- [DIRECTIVE]
Please rewrite the records below as a two-column CSV with the headers "prompt" and "answer", one row per record. Put each field in double quotes and replace line breaks with spaces.

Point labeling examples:
· · · ·
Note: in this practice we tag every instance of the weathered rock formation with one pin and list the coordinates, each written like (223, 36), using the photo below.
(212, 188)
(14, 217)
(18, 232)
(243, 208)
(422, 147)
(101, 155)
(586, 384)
· · · ·
- [REPLY]
prompt,answer
"Note: in this practice we tag every instance of the weathered rock formation with one pin and list the coordinates, each written like (223, 36), using the photo below.","(212, 188) (14, 217) (18, 232) (243, 208) (422, 147) (101, 155) (586, 384)"